Brief
Reproduce exactly the line with "In the picture above, where can the sky" and the lines after it. Stop at the last line of the data and include nothing else.

Point-per-instance localization data
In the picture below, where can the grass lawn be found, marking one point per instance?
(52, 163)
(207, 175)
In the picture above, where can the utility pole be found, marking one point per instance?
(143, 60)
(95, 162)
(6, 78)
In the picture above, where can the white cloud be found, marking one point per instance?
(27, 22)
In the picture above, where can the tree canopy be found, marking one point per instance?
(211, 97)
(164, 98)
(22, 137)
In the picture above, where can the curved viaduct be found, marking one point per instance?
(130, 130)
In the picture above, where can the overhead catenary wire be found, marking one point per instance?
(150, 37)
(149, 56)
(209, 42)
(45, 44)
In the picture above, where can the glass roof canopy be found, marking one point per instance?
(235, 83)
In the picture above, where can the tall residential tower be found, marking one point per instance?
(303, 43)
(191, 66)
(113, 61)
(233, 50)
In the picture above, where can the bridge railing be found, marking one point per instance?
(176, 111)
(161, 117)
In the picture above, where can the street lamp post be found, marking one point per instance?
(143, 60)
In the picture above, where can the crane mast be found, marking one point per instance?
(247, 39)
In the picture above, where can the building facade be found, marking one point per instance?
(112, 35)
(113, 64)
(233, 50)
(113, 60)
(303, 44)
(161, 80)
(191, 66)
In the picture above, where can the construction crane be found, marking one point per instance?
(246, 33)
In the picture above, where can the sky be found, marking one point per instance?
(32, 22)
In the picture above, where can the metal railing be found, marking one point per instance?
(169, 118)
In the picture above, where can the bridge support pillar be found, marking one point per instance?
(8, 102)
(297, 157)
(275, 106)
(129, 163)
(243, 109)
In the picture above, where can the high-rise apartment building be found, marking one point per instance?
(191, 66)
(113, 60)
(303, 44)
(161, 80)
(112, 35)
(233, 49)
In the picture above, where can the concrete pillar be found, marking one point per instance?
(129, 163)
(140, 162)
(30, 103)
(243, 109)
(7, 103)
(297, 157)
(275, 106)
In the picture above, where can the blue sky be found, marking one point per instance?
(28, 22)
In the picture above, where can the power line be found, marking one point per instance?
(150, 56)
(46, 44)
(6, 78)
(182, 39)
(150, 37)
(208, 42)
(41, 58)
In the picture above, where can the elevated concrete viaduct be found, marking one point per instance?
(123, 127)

Expected answer
In the picture above, where can the sky be found, marking one point per instance?
(32, 22)
In the picture above, where can the metal railing be found, marking one point per instance?
(169, 118)
In the picture above, where can the bridge support pillar be found, marking one point per instance?
(8, 102)
(297, 157)
(275, 106)
(129, 163)
(243, 109)
In the picture above, where can the high-rise apartment building be found, marking one point per instance?
(191, 66)
(113, 60)
(303, 44)
(161, 80)
(112, 35)
(233, 49)
In the picture above, where can the concrete pillar be found, marking one point per instance?
(129, 163)
(140, 162)
(30, 103)
(243, 109)
(7, 103)
(297, 157)
(275, 106)
In the picture above, where can the blue sky be found, marking one point per instance?
(28, 22)
In the picture above, where can the power line be found, marking one point per instance?
(150, 56)
(46, 44)
(6, 78)
(182, 39)
(150, 37)
(208, 42)
(41, 58)
In the picture above, where can the elevated concrete viaduct be found, marking one point per instance?
(123, 127)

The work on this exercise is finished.